§ **Exercise details**:
Format the stretch of the records below from the line containing "the wolf's bushy" through the line containing "x=33, y=115" as a numbered list, one line per item, leaving out any blank lines.
-------- Supplied material --------
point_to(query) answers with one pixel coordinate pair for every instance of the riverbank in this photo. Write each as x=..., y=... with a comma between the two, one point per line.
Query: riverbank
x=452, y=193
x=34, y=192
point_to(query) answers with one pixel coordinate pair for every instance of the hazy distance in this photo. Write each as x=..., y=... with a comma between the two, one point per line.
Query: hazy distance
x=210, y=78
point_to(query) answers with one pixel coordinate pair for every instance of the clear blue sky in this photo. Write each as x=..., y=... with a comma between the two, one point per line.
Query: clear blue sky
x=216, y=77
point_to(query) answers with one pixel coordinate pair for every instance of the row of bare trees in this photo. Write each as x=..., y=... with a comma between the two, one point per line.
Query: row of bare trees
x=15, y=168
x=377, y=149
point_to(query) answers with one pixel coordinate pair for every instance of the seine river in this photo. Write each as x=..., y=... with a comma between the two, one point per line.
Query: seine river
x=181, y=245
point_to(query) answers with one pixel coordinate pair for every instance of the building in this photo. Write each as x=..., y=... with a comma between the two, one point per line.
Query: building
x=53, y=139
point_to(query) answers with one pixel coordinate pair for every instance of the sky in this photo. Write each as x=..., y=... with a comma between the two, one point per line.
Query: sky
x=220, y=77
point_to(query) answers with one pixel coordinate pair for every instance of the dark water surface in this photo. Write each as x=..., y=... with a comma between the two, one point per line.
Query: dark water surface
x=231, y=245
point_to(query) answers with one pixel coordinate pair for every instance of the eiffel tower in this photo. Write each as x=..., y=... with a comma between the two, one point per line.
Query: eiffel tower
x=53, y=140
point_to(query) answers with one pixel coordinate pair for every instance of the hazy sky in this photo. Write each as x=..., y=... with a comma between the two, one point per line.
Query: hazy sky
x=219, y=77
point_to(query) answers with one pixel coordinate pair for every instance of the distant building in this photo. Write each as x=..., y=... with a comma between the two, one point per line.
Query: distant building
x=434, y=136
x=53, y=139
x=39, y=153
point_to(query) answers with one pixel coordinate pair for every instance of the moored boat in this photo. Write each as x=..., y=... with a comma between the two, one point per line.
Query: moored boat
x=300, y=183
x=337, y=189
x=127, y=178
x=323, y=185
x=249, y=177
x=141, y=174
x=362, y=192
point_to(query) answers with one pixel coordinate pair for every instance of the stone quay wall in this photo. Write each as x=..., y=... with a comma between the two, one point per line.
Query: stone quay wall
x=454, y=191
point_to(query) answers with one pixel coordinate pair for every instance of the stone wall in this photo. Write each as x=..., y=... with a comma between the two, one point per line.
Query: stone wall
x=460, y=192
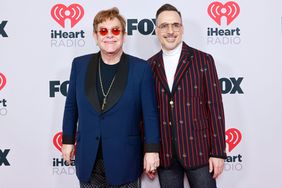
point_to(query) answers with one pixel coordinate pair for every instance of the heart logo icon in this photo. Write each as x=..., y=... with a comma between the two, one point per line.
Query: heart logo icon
x=57, y=141
x=60, y=13
x=217, y=10
x=234, y=137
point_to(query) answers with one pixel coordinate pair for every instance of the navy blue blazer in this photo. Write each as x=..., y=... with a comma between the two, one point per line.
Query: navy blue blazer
x=131, y=100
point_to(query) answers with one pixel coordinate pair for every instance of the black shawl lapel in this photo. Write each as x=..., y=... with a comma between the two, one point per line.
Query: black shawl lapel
x=119, y=83
x=160, y=72
x=183, y=64
x=90, y=82
x=117, y=88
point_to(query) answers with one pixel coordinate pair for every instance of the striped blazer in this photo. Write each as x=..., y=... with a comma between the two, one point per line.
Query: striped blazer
x=191, y=115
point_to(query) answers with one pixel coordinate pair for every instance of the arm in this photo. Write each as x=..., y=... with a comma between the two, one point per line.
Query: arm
x=151, y=123
x=70, y=118
x=216, y=118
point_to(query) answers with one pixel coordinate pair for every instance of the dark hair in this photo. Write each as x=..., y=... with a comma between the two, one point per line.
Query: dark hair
x=108, y=14
x=167, y=7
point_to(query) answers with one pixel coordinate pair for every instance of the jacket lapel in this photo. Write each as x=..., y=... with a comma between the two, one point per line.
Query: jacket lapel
x=119, y=83
x=183, y=64
x=117, y=88
x=160, y=71
x=90, y=82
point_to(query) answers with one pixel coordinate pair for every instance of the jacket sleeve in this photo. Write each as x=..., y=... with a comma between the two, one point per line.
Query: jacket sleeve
x=70, y=112
x=150, y=114
x=215, y=110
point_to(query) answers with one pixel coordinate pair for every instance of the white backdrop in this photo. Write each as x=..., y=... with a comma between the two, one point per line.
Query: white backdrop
x=34, y=66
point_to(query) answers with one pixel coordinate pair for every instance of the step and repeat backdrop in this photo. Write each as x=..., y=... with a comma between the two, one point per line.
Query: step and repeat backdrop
x=39, y=39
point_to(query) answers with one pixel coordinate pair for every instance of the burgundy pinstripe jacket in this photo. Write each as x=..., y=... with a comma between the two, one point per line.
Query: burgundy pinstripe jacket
x=191, y=115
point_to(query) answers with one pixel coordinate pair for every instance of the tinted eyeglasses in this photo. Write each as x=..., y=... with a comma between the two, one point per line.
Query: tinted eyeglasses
x=164, y=27
x=104, y=31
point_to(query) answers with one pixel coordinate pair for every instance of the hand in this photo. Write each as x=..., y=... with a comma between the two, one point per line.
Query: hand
x=151, y=162
x=68, y=152
x=216, y=165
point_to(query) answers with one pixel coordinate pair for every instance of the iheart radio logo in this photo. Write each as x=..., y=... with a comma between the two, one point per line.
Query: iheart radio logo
x=60, y=13
x=2, y=81
x=234, y=137
x=57, y=141
x=217, y=10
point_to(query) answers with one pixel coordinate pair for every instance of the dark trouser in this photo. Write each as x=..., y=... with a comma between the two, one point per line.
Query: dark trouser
x=173, y=176
x=98, y=179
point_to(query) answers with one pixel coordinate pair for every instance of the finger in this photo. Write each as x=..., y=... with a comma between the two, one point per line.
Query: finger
x=148, y=167
x=145, y=164
x=210, y=166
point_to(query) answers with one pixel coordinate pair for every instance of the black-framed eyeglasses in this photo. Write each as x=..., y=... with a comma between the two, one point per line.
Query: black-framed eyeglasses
x=164, y=27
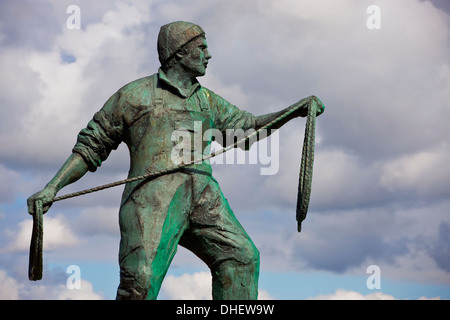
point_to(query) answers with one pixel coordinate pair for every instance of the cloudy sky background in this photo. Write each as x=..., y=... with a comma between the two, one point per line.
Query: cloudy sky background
x=381, y=191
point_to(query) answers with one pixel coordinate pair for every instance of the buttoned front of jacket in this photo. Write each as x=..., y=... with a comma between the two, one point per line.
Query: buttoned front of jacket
x=145, y=114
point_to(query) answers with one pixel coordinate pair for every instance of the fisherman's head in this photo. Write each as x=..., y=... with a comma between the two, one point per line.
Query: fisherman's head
x=183, y=43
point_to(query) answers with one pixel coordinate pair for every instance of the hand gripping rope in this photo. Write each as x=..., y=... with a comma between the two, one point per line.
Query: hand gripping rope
x=304, y=187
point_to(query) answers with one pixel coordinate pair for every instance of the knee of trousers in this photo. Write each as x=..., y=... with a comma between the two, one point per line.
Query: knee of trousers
x=131, y=288
x=244, y=264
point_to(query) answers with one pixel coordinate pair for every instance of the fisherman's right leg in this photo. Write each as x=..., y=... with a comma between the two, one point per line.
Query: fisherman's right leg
x=151, y=224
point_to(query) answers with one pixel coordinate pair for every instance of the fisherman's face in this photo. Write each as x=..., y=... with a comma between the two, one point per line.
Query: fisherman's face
x=196, y=59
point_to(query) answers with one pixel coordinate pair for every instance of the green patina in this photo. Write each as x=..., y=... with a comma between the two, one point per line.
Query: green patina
x=183, y=207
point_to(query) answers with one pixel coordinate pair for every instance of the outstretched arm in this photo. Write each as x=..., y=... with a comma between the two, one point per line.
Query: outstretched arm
x=72, y=170
x=302, y=111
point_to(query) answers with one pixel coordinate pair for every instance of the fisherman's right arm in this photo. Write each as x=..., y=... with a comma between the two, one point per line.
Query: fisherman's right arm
x=72, y=170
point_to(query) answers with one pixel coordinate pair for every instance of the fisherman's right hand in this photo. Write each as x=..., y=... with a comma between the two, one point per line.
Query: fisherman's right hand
x=46, y=196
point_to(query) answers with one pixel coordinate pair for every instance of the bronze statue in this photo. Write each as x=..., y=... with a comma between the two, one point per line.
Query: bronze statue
x=184, y=206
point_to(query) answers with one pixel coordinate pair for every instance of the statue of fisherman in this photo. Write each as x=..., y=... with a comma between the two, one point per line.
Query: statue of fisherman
x=185, y=207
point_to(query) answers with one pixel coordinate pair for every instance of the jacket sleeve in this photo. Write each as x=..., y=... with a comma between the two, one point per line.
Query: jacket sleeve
x=102, y=134
x=230, y=120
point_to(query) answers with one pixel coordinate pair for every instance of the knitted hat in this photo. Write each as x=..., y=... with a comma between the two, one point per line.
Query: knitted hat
x=174, y=36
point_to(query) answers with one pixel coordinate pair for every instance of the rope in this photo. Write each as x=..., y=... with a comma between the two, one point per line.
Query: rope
x=165, y=171
x=306, y=166
x=35, y=265
x=304, y=188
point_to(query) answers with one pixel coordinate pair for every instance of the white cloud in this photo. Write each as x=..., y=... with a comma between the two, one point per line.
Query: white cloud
x=383, y=137
x=9, y=288
x=424, y=173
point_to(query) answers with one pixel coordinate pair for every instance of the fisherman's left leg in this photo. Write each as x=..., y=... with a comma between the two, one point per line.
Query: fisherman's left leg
x=216, y=236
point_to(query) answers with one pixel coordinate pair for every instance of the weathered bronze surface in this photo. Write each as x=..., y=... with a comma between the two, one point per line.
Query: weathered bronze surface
x=185, y=207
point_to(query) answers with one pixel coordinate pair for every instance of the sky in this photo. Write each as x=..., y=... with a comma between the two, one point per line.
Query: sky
x=378, y=225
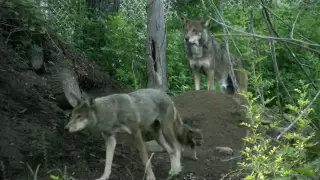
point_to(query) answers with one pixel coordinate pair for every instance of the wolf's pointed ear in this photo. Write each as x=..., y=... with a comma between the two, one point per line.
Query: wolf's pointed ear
x=183, y=20
x=206, y=22
x=90, y=101
x=73, y=99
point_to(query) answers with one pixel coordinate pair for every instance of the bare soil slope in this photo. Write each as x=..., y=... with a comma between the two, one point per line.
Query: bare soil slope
x=216, y=114
x=33, y=114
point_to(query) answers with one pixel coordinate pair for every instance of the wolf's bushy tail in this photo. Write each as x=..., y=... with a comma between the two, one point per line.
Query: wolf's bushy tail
x=185, y=134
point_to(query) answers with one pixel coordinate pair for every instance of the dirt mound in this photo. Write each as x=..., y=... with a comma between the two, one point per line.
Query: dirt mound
x=216, y=114
x=33, y=115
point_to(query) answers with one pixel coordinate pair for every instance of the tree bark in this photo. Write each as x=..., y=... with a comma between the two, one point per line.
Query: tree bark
x=156, y=46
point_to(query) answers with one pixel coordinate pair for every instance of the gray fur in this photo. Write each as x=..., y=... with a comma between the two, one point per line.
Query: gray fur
x=207, y=56
x=146, y=114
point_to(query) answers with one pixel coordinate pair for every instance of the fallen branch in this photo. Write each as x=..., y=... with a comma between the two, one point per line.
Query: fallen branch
x=288, y=48
x=293, y=41
x=299, y=117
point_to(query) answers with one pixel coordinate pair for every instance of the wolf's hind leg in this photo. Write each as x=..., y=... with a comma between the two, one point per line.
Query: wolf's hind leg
x=210, y=79
x=110, y=146
x=143, y=154
x=196, y=78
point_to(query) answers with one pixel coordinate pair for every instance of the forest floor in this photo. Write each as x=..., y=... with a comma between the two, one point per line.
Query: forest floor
x=32, y=132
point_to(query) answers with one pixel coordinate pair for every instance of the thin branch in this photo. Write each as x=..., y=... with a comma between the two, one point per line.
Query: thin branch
x=288, y=48
x=220, y=15
x=251, y=30
x=285, y=23
x=293, y=25
x=244, y=34
x=233, y=77
x=299, y=117
x=294, y=41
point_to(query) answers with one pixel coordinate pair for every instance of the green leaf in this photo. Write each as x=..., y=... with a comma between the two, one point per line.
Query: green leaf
x=32, y=28
x=304, y=171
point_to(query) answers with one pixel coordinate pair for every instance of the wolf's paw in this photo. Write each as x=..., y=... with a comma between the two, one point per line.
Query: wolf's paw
x=175, y=171
x=151, y=177
x=103, y=178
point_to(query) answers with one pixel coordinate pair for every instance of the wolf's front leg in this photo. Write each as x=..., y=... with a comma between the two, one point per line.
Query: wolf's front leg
x=143, y=154
x=210, y=79
x=196, y=77
x=110, y=147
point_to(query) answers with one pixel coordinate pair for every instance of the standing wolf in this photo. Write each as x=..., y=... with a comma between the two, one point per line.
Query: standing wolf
--------
§ **Correct output**:
1. point_to(query) answers with one pixel coordinate pair for every instance of the wolf's bushy tail in this photo. Write each as x=..., y=... with a comma between the two, one point per line.
2. Query: wolf's bushy tail
3. x=185, y=134
4. point_to(query) answers with one pixel coordinate pair for every instance of the dirt mound in this photo. Write each as x=..., y=... with a comma between the two, one point per line.
5. Query: dirt mound
6. x=216, y=114
7. x=33, y=115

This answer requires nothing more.